LISTED ENTRIES
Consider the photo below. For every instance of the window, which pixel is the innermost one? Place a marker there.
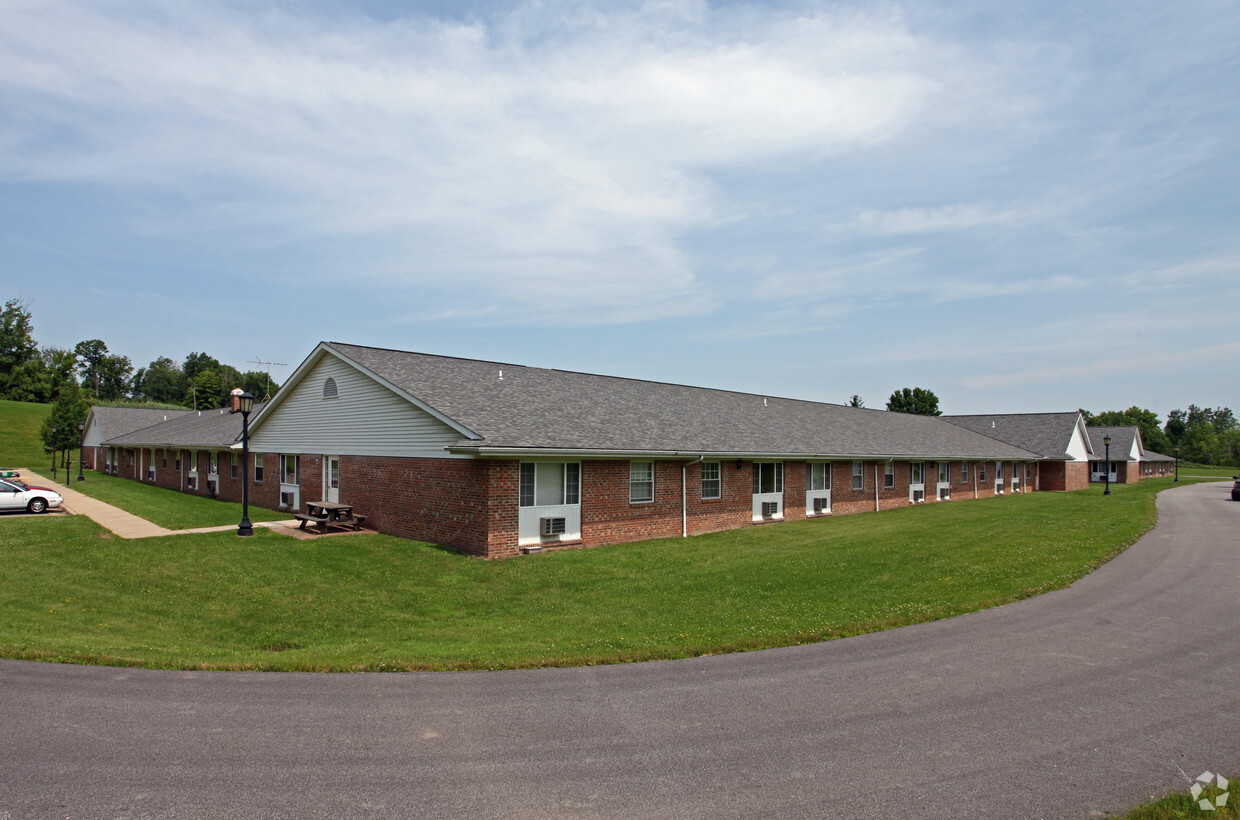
(288, 469)
(549, 484)
(712, 480)
(768, 476)
(641, 481)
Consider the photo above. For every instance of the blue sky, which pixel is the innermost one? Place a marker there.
(1023, 207)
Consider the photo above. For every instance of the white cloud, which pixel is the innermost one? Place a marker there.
(527, 156)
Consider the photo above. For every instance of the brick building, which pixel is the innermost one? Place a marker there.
(497, 459)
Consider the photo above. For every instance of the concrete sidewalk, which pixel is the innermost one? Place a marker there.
(123, 525)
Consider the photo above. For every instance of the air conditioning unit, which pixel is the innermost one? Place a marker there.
(551, 525)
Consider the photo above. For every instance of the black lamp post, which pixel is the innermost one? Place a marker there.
(81, 444)
(1106, 439)
(243, 403)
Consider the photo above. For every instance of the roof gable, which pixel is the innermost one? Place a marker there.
(516, 408)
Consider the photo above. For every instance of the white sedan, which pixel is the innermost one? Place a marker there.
(15, 495)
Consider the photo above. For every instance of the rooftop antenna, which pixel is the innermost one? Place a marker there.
(268, 365)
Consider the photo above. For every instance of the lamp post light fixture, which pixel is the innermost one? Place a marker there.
(243, 403)
(1106, 439)
(81, 444)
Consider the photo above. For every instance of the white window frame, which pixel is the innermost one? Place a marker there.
(641, 474)
(714, 481)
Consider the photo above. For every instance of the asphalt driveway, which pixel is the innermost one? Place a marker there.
(1068, 705)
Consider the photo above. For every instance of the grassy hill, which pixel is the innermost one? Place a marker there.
(20, 445)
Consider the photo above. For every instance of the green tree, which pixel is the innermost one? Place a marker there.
(918, 401)
(161, 381)
(19, 352)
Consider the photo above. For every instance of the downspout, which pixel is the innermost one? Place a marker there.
(685, 496)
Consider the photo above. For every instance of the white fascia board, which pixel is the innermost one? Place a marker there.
(325, 349)
(528, 452)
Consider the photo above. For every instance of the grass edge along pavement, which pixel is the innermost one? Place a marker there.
(1179, 805)
(70, 592)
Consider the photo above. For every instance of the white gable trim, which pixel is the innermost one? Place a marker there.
(324, 350)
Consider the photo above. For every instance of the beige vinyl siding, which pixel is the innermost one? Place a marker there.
(366, 418)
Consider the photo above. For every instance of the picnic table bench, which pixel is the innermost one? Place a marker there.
(329, 514)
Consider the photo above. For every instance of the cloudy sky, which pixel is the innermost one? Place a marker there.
(1022, 207)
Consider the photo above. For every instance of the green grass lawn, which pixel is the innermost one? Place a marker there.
(20, 445)
(1183, 805)
(370, 602)
(166, 508)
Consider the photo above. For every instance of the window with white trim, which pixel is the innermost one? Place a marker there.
(712, 480)
(768, 476)
(288, 469)
(641, 481)
(549, 484)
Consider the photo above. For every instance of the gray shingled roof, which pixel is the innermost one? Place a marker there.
(1047, 434)
(1121, 442)
(554, 409)
(119, 421)
(206, 429)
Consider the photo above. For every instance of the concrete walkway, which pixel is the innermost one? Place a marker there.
(123, 525)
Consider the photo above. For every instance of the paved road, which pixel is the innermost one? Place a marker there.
(1063, 706)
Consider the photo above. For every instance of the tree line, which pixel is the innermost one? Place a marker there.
(72, 380)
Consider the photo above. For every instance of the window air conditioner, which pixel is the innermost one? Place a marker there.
(551, 525)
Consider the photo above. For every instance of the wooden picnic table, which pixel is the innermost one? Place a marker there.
(329, 514)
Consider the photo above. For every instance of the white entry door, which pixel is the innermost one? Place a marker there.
(331, 478)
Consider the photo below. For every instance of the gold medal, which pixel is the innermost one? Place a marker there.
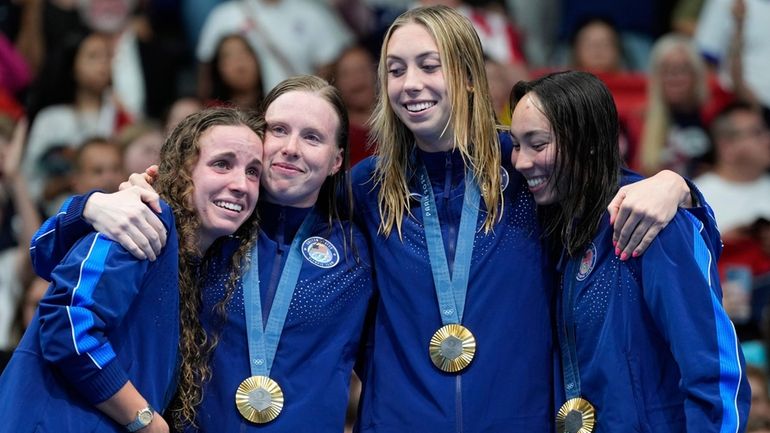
(259, 399)
(452, 348)
(577, 415)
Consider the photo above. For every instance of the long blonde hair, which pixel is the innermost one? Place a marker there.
(472, 119)
(658, 118)
(178, 157)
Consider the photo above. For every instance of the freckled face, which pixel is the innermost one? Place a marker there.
(226, 180)
(417, 90)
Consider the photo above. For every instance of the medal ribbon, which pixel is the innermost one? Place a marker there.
(450, 289)
(567, 333)
(263, 343)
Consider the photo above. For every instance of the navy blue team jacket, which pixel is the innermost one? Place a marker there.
(320, 340)
(509, 385)
(655, 350)
(107, 318)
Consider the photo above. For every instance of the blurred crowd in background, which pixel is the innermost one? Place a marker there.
(90, 88)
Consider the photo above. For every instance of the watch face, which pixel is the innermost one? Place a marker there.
(145, 416)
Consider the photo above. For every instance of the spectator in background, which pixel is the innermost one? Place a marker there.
(290, 37)
(596, 47)
(499, 87)
(14, 205)
(144, 71)
(236, 76)
(140, 144)
(760, 399)
(98, 165)
(738, 189)
(355, 77)
(638, 23)
(539, 28)
(500, 39)
(78, 102)
(684, 17)
(674, 134)
(739, 46)
(739, 185)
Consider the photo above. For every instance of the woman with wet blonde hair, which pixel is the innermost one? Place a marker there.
(674, 131)
(469, 98)
(462, 337)
(102, 352)
(277, 349)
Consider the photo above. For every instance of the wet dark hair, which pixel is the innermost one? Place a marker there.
(584, 121)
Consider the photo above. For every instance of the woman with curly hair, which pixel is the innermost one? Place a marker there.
(101, 353)
(278, 348)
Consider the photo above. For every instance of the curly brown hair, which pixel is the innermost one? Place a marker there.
(178, 157)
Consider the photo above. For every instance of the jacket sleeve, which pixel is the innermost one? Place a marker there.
(92, 289)
(681, 289)
(703, 212)
(57, 235)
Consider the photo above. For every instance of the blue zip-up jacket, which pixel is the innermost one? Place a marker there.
(655, 350)
(320, 339)
(508, 387)
(321, 335)
(107, 318)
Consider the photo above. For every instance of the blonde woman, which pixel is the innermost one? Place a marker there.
(462, 335)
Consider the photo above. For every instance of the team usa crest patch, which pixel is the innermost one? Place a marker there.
(587, 263)
(320, 252)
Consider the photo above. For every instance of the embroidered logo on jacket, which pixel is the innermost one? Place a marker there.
(587, 263)
(320, 252)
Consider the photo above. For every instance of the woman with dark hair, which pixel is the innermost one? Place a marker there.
(101, 353)
(278, 348)
(645, 344)
(75, 102)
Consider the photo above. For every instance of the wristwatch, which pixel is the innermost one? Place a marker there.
(142, 420)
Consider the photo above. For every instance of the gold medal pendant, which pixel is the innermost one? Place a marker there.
(577, 415)
(259, 399)
(452, 348)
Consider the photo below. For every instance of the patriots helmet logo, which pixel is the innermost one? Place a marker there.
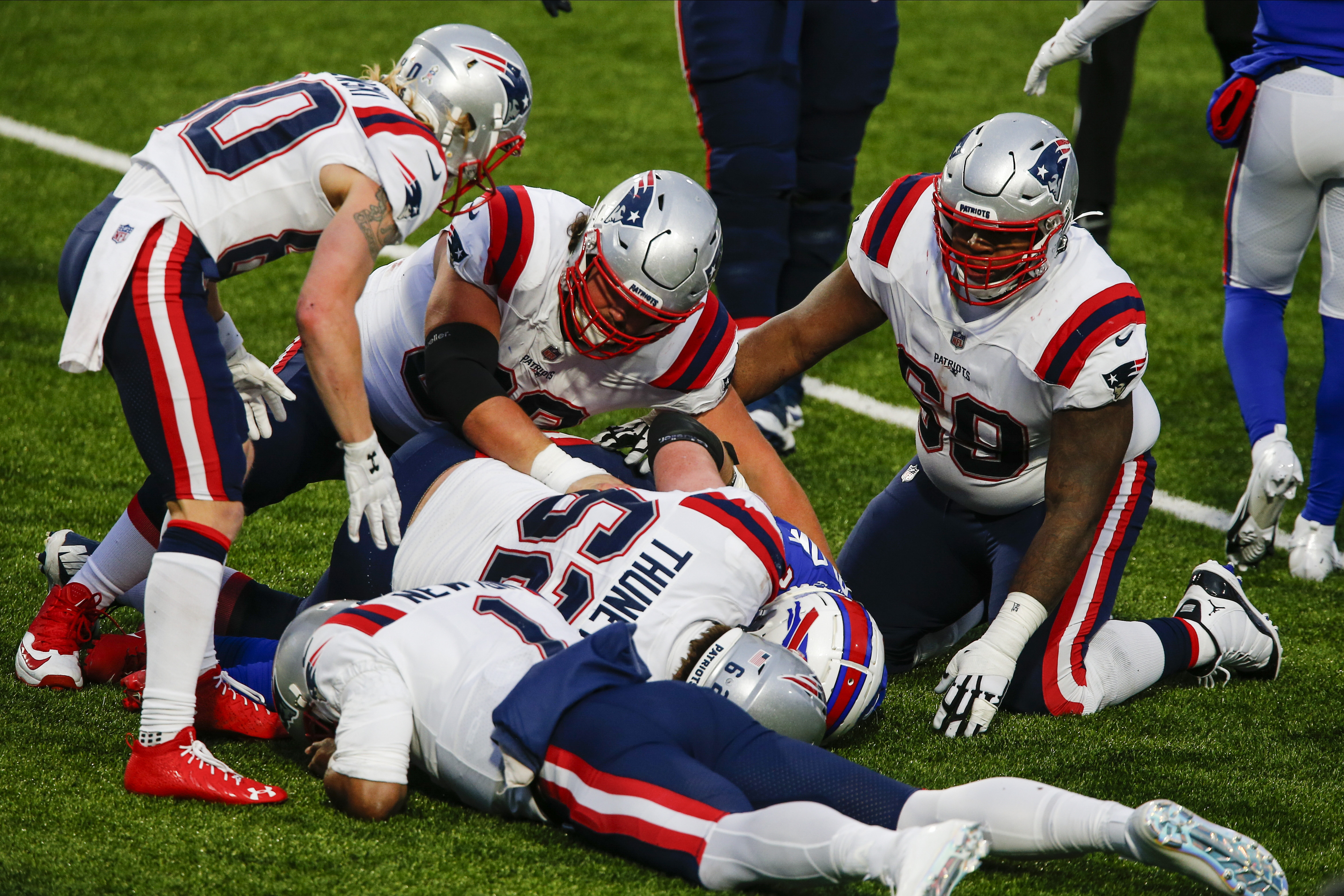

TASK TO COMPLETE
Exactly reproduce each record, leaving out any pictures.

RESULT OF THIS TASK
Consider the photo below. For every instance of the window, which pixel is the innermost one? Place a marker there.
(288, 469)
(549, 484)
(712, 480)
(768, 476)
(641, 481)
Consider the photo above. For every instance of the blue sky, which pixel is the innermost one? Place a marker there.
(1023, 207)
Consider the photo above. For every instance of the white cloud, which pixel is the innermost one? Place a marker there.
(527, 156)
Consider the photo above. For every instance of the brick building, which pixel is the innermost one? Place a marker there.
(497, 459)
Consider the photo above. For every instance of the concrete sidewalk, which pixel is the innermost one? Place a marker there.
(123, 525)
Consider the photo above. For every instance of the air conditioning unit, which pixel is the innermost one? Place a marker there.
(551, 525)
Consider the photo above. For every instance of the black lamp post, which pixel is the innermost one? Place a marker there.
(81, 444)
(1106, 439)
(243, 403)
Consider the photo above. For every instance of the roof gable, which pixel is the innermost one? Place a marker there.
(516, 408)
Consider the photo above. For every instance of the white sedan, which pixel is the innermost one? Place a marker there.
(15, 495)
Consider the photo above. For every instance of the rooftop antenna, which pixel is the innermost one? Place a marker there.
(268, 365)
Consider the photo above. For every instance of the lamp post light fixture, which pixel is the innermost one? Place a marker there.
(243, 403)
(1106, 439)
(81, 444)
Consider the photo above. For every instance of the white window frame, which pixel is the innermost one? Place a marker there.
(641, 474)
(714, 481)
Consider the photo above. For every instance of the asphalt driveway, which pixel is the innermost one? Place a marker there.
(1068, 705)
Consider the photo above. For every instance of the grassy hill, which pixel is the innermost one? Place a marker there.
(20, 445)
Consider the photo above. For every instance of the green tree, which pixel is the innermost one? Place a marker there.
(918, 401)
(161, 381)
(19, 352)
Consider the photo above. For every instance of the downspout, which pixel is the innermost one? Place a marker there.
(685, 496)
Consider the photo above. For every instance of the white fascia board, which pixel is the innermost one? Place a marker there.
(325, 349)
(528, 452)
Consider the photo above. For every instance of the grass edge along pavement, which pixel is the innermost one? Place a marker there.
(1179, 805)
(70, 592)
Consider the photo above. For every instance of the white gable trim, which pixel is the innermost one? Place a marker there.
(324, 350)
Consider the photo above. For every instance of the beige vinyl siding, which pixel is the innermost one? Place a marker there.
(366, 418)
Consider the photo above. For every instance of the picnic table bench, which pixel is the innermost one? Place a marker there.
(329, 514)
Consider the photo above. For every instance of the cloudy sky, which pixel is the innermost one? Place a marker there.
(1022, 207)
Consider the photo above. For every instance of the green grass lawn, which pixel is the innermost one? Place a marker there.
(20, 445)
(1183, 805)
(370, 602)
(166, 508)
Consider the photo above. For every instance of the window with white trim, which pixel is the innermost one? Place a marker there.
(712, 480)
(768, 476)
(288, 469)
(641, 481)
(549, 484)
Consider the photo above. For every instance of the gray shingled roof, which pixel is the innermost one? Place a marker there.
(1047, 434)
(1121, 442)
(554, 409)
(119, 421)
(206, 429)
Consider the photo above. For every instance of the concrete walkway, which pixel is the innermost one? Place a marker there.
(123, 525)
Consider the photo above. For every instance of the paved road, which pixel is the innermost one? Place a marker there.
(1063, 706)
Consider the photo above. For every instance of the tree line, which pixel is the innermost one? Place a marker there.
(72, 380)
Consider the photo above. For every instance of the window air conditioner, which pixel is the innermost one? Place a marker there.
(551, 525)
Consider the photo above. For every instance of the wooden picnic table, which pixel is the innermost one? Place a marker there.
(329, 514)
Consider the photo above. For every instance of the white entry door, which pixel is the innermost one? Place a marker there.
(331, 478)
Consider the photo below. For every instance of the gold medal, which pixel is the innermost one? Place a marker there.
(259, 399)
(452, 348)
(577, 415)
Consider the photo above. For every instance of the long blonde hair, which pixel is the innermost one? Place a marker there.
(472, 119)
(658, 118)
(178, 157)
Consider the photo above. For every instance of the freckled face, which pixel is the innermost one? Place a marker there.
(226, 180)
(417, 90)
Consider the photo above. For every instance of the medal ribbon, which pixel is the innermost one? Place a marker there.
(450, 289)
(567, 333)
(263, 343)
Consider the photo above. For every instance of the navy blue team jacket, which pixel is the innermost one? Place a marker there.
(320, 340)
(509, 385)
(655, 350)
(107, 318)
Consider the photo above. For every instance of the blurred crowd in background, which pixel is the innermost one? Place a marker there.
(90, 88)
Consider the photo above. For every instance of the watch face, which pixel is the innermost one? Place a marker there.
(145, 416)
Consider the photo above. For every instance of the spectator in background, which pixel is the innermost one? Place a marker there.
(290, 37)
(596, 47)
(499, 87)
(14, 205)
(144, 71)
(236, 76)
(140, 144)
(760, 399)
(98, 165)
(738, 189)
(355, 77)
(638, 23)
(539, 28)
(500, 39)
(78, 102)
(684, 17)
(674, 134)
(739, 46)
(739, 185)
Consider the photo above. For every instance of the woman with wet blonde hair, which pixel is the innermost one? Place a marker there.
(674, 131)
(469, 98)
(462, 337)
(102, 352)
(277, 349)
Consider the photo above. For every instance of the wet dark hair, which pixel is the innermost one? Place a marker there.
(584, 121)
Consider the photo above. For every instance of the woman with curly hair, which pixel is the innermost one? Place a marker there.
(101, 353)
(278, 348)
Consider the photo above. For every instance of the curly brown hair, which pixel is the innermost one? Place a marker there.
(178, 157)
Consider the photo above. For every instance of the jacket sleeve, which pixel is the innermost one? Place a marker there.
(92, 289)
(681, 289)
(703, 212)
(57, 235)
Consider the photo above. For every instance of the blue zip-up jacket, which pixel is the innermost one? Place a marker there.
(655, 350)
(320, 339)
(508, 387)
(321, 335)
(107, 318)
Consider the photo above. For every instance of the blonde woman, which pixel is the innermost one? Place a marker there.
(462, 335)
Consider the photo above. For every instance of the team usa crest patch, which pixel is the innermost one? Place a marker there.
(587, 263)
(320, 252)
Consider the photo above. For every instance of the embroidered logo on jacket, which pixel is the innermost one? Place a marker there.
(587, 263)
(320, 252)
Consider the photo above. For every instance of the woman with dark hair, which pixel is the innermost one? Place a marker there.
(101, 353)
(278, 348)
(645, 344)
(75, 102)
Consider the photo above. For every instance of the wristwatch, which pixel is the innermost one? Place a marker there.
(142, 420)
Consider the photo above. For every instance of the gold medal pendant, which pixel is the innermost one? Place a marker there.
(577, 415)
(259, 399)
(452, 348)
Consider the photo below. For every instance of the patriots helmet logo, which pixel is the innermost one? Place a marker there.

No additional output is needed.